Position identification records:

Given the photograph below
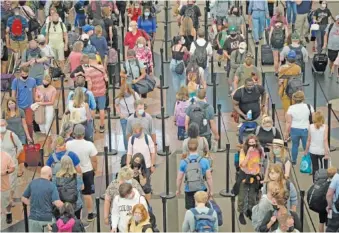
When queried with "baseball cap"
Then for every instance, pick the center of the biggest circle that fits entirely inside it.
(291, 55)
(87, 28)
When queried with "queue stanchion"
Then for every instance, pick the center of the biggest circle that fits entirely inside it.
(160, 116)
(97, 203)
(111, 151)
(62, 77)
(302, 206)
(163, 135)
(219, 130)
(167, 195)
(56, 112)
(25, 217)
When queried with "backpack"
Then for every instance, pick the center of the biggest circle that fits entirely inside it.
(278, 38)
(200, 55)
(204, 222)
(300, 57)
(294, 84)
(67, 188)
(190, 12)
(214, 206)
(17, 27)
(181, 113)
(198, 115)
(193, 175)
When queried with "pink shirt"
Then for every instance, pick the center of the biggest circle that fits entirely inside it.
(74, 60)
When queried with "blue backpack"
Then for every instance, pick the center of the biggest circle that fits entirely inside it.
(204, 222)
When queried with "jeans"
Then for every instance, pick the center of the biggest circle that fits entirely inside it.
(291, 12)
(123, 123)
(179, 80)
(258, 24)
(296, 136)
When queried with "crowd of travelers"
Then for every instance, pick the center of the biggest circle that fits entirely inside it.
(48, 43)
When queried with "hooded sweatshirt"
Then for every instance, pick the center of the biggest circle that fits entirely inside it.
(122, 210)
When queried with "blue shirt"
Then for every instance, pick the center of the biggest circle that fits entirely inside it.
(149, 25)
(59, 155)
(256, 5)
(204, 164)
(42, 193)
(304, 7)
(24, 26)
(335, 186)
(24, 91)
(91, 100)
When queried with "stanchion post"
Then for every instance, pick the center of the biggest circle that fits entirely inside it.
(302, 202)
(163, 133)
(97, 202)
(25, 217)
(219, 129)
(57, 120)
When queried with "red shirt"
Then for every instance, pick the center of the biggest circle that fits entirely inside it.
(131, 39)
(136, 12)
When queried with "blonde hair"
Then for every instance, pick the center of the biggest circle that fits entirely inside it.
(78, 46)
(318, 119)
(125, 173)
(78, 98)
(67, 168)
(201, 197)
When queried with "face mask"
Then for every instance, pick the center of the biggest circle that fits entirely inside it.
(137, 218)
(2, 129)
(141, 112)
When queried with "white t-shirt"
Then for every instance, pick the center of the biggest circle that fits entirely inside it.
(140, 146)
(300, 115)
(85, 150)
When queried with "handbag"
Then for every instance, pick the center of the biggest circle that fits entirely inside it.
(306, 164)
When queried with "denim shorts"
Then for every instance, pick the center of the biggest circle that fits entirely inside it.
(101, 102)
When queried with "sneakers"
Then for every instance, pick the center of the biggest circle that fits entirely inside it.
(91, 217)
(102, 129)
(242, 219)
(9, 218)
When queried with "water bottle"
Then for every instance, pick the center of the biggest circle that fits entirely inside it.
(249, 115)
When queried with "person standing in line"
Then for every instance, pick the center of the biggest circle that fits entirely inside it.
(87, 153)
(7, 167)
(41, 195)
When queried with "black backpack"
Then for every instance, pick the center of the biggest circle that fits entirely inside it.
(198, 116)
(67, 188)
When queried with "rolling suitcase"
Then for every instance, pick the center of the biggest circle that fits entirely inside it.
(32, 155)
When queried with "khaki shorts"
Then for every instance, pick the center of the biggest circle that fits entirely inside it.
(18, 45)
(59, 54)
(5, 200)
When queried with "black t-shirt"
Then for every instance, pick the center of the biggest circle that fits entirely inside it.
(197, 14)
(232, 44)
(249, 101)
(322, 15)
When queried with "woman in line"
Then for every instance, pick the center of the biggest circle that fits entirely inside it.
(45, 97)
(317, 143)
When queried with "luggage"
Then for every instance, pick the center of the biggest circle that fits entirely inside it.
(320, 62)
(32, 152)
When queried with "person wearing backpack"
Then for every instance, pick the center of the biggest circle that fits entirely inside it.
(201, 51)
(278, 36)
(298, 119)
(202, 114)
(191, 10)
(290, 80)
(195, 170)
(200, 218)
(16, 28)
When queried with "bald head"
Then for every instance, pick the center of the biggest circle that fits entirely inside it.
(46, 172)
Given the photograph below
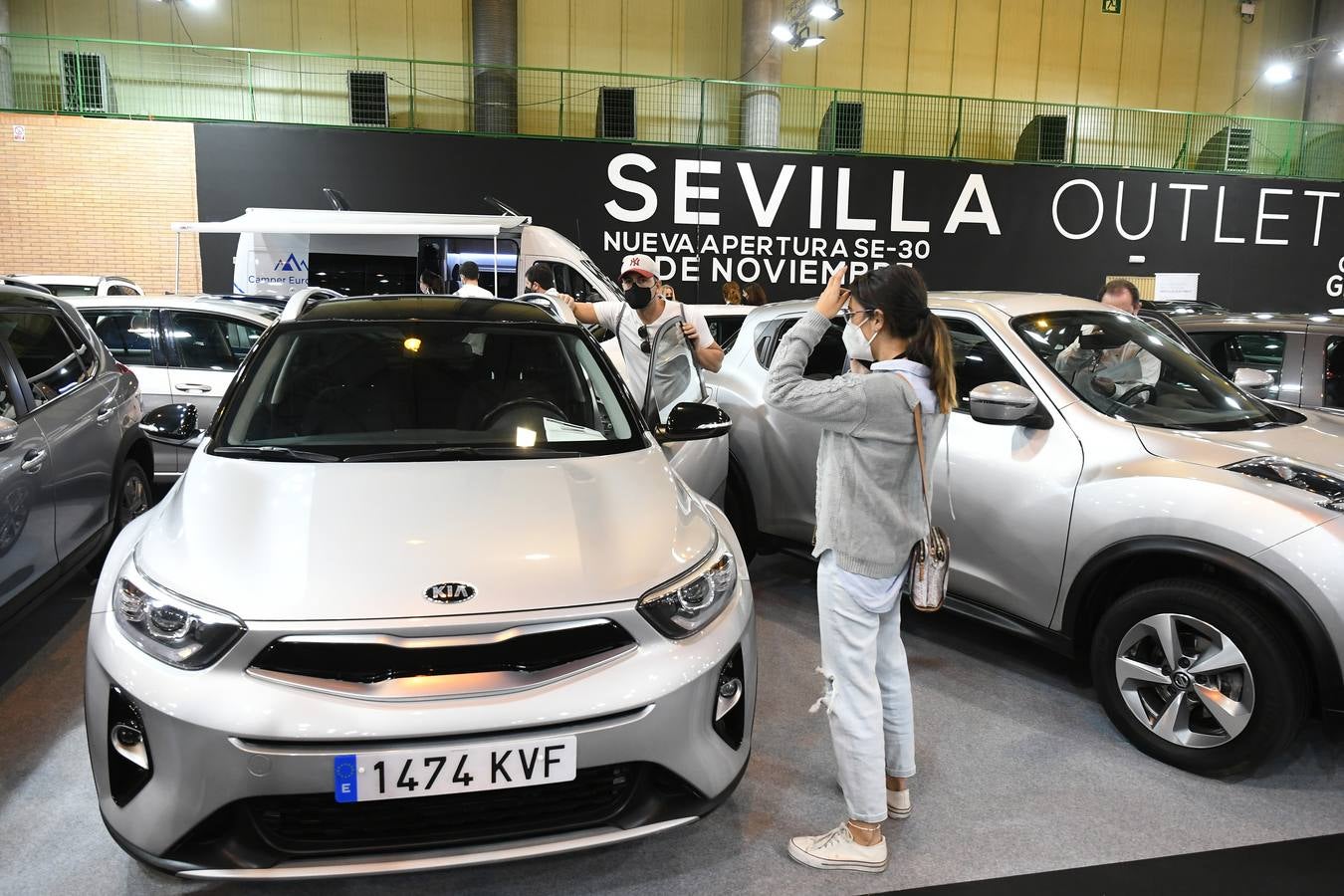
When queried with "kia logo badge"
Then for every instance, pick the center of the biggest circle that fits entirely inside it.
(449, 592)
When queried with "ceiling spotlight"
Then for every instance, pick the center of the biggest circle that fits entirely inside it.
(1278, 73)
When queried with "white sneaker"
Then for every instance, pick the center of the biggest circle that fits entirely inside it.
(836, 849)
(898, 803)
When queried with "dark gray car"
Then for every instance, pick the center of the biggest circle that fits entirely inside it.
(1304, 353)
(74, 465)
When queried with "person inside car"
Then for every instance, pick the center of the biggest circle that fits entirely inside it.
(541, 281)
(1126, 371)
(637, 319)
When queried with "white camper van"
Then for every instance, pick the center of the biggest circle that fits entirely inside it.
(359, 253)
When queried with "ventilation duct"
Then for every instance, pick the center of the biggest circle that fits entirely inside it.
(495, 43)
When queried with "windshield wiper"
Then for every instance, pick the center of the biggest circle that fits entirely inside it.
(275, 453)
(460, 452)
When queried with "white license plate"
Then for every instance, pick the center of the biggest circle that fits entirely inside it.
(398, 774)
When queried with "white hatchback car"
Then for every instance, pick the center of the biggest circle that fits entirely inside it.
(430, 594)
(180, 348)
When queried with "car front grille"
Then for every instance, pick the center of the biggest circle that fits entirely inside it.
(382, 666)
(316, 823)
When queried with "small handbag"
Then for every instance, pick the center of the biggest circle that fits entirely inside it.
(932, 555)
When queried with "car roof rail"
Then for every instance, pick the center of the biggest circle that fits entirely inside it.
(304, 300)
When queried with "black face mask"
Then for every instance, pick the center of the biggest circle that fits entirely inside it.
(638, 297)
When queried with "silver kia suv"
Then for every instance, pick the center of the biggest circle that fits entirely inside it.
(1182, 535)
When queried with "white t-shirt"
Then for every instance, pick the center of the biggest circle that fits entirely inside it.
(637, 361)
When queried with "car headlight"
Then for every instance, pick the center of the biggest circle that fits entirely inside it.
(684, 606)
(168, 626)
(1281, 469)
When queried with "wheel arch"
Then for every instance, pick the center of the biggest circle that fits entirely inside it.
(1133, 561)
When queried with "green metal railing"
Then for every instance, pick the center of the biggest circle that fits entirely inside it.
(141, 80)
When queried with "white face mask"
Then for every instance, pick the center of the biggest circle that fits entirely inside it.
(855, 342)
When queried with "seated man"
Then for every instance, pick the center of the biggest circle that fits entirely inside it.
(1110, 371)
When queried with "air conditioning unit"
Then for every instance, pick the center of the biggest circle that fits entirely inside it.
(85, 82)
(367, 99)
(1043, 138)
(615, 113)
(841, 127)
(1229, 149)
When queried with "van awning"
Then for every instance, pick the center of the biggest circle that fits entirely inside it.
(315, 220)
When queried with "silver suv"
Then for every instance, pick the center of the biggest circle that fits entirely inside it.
(74, 465)
(1182, 535)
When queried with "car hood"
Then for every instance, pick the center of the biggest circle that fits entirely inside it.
(306, 542)
(1317, 441)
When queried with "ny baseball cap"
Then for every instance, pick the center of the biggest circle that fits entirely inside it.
(638, 265)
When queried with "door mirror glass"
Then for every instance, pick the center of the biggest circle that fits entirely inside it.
(692, 421)
(171, 423)
(674, 375)
(1002, 403)
(1252, 380)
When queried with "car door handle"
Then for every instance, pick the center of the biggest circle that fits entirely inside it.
(33, 461)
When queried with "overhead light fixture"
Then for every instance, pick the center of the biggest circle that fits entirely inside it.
(1278, 73)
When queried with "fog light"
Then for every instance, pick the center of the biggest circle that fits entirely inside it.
(730, 711)
(129, 765)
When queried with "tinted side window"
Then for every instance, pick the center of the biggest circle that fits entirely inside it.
(1335, 372)
(1256, 350)
(978, 360)
(826, 358)
(126, 332)
(211, 342)
(45, 352)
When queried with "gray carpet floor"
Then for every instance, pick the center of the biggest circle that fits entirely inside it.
(1018, 772)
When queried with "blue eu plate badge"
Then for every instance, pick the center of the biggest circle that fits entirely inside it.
(345, 773)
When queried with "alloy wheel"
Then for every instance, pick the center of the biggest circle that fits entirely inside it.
(1186, 680)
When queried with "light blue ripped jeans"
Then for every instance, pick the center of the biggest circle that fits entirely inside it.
(867, 696)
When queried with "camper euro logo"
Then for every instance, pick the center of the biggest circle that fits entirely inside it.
(291, 264)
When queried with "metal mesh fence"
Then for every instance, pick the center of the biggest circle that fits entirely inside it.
(198, 82)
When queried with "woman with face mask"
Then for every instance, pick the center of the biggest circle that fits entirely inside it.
(870, 515)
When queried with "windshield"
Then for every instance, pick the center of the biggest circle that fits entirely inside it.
(1125, 368)
(425, 389)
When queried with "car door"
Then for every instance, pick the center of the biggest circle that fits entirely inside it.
(27, 500)
(131, 336)
(77, 415)
(1003, 493)
(204, 349)
(675, 377)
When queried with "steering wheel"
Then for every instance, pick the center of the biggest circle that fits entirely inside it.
(1135, 392)
(494, 415)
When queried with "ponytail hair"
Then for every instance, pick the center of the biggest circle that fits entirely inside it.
(901, 295)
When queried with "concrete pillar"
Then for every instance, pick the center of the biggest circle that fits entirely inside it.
(764, 57)
(1325, 78)
(6, 62)
(495, 43)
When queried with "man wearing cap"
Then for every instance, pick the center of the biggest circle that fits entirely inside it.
(637, 319)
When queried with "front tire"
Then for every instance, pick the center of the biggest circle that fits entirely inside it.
(1198, 676)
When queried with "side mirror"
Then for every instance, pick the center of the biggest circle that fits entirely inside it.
(171, 423)
(692, 421)
(1251, 380)
(1003, 404)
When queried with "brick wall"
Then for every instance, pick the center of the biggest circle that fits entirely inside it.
(97, 196)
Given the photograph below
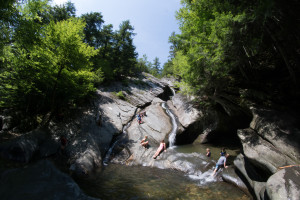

EXERCISE REQUIREMENTS: Gather every line in the records above that contains the word "hair", and copy each one.

OUTPUT:
When queried with "blonde hair"
When queried with "ponytail hair"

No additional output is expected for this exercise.